EXTRACTED DATA
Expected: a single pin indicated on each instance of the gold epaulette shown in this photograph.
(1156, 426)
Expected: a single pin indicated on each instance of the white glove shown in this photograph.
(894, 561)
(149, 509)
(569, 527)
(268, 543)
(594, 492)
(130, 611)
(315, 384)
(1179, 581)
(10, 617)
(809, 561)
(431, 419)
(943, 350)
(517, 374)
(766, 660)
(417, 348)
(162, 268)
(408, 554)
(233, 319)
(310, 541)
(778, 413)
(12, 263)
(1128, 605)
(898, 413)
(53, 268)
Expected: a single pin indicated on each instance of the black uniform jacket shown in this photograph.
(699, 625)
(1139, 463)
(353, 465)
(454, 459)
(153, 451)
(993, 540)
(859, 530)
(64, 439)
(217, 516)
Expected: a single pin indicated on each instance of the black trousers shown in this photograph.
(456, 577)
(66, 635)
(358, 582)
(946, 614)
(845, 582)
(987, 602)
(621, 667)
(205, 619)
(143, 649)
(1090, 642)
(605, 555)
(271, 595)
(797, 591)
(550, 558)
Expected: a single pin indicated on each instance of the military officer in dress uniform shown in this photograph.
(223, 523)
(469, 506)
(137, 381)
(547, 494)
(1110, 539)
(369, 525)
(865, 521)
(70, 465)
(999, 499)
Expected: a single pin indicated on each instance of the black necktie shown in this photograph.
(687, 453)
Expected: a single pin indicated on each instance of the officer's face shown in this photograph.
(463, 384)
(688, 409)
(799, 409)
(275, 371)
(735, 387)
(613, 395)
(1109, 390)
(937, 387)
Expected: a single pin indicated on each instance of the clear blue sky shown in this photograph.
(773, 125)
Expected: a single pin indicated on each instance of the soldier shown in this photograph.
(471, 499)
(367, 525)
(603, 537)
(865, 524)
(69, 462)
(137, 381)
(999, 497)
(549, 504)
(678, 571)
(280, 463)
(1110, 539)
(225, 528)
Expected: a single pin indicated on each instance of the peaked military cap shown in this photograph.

ACTIVITY
Exactness is what counts here: write out every record again.

EXERCISE SOLUTION
Expected: a single pin indicated on each instance of the gold epaulette shown in this photograph.
(1156, 426)
Expected: a single pin indicated on each instance of the white glove shown in this photograph.
(894, 561)
(149, 509)
(569, 527)
(268, 543)
(594, 492)
(130, 611)
(315, 384)
(1179, 581)
(10, 617)
(809, 561)
(431, 419)
(943, 350)
(517, 374)
(766, 660)
(417, 348)
(162, 268)
(408, 554)
(233, 319)
(310, 541)
(778, 413)
(12, 263)
(1128, 605)
(898, 413)
(53, 268)
Expected: a single pin indicated on each instance of the black uniform jacket shown in this photograph.
(699, 625)
(1139, 463)
(353, 465)
(454, 459)
(153, 451)
(993, 540)
(859, 530)
(64, 439)
(217, 516)
Expected: a single pin indicated on each instance of the black trousers shown in this photograph.
(456, 577)
(66, 635)
(358, 582)
(946, 614)
(845, 582)
(987, 602)
(621, 667)
(205, 619)
(143, 649)
(1090, 642)
(605, 555)
(271, 595)
(797, 591)
(550, 558)
Expected: a single pin indicated on each instance of the military officer in dress uniform shown in this photograph.
(223, 523)
(469, 506)
(137, 381)
(547, 494)
(1110, 539)
(369, 525)
(865, 521)
(70, 465)
(999, 499)
Expected: a single pin indicated on each instance of the black necktie shown in this photograph.
(687, 453)
Expected: a single pin indicated on each instance of the officer's face shown in this photograph.
(463, 384)
(688, 409)
(799, 409)
(275, 371)
(735, 387)
(613, 395)
(1109, 390)
(937, 387)
Expected: a single pin indicated on each instance of the clear blue sky shown in this photograph.
(773, 125)
Expected: a single pin indicated on each instance of the soldier shown in this photograph.
(471, 499)
(367, 525)
(603, 537)
(865, 524)
(69, 462)
(137, 381)
(999, 497)
(549, 504)
(678, 571)
(280, 463)
(1110, 539)
(225, 528)
Expected: a single pin indicated on each instance of the peaked military cap shown in this photograph.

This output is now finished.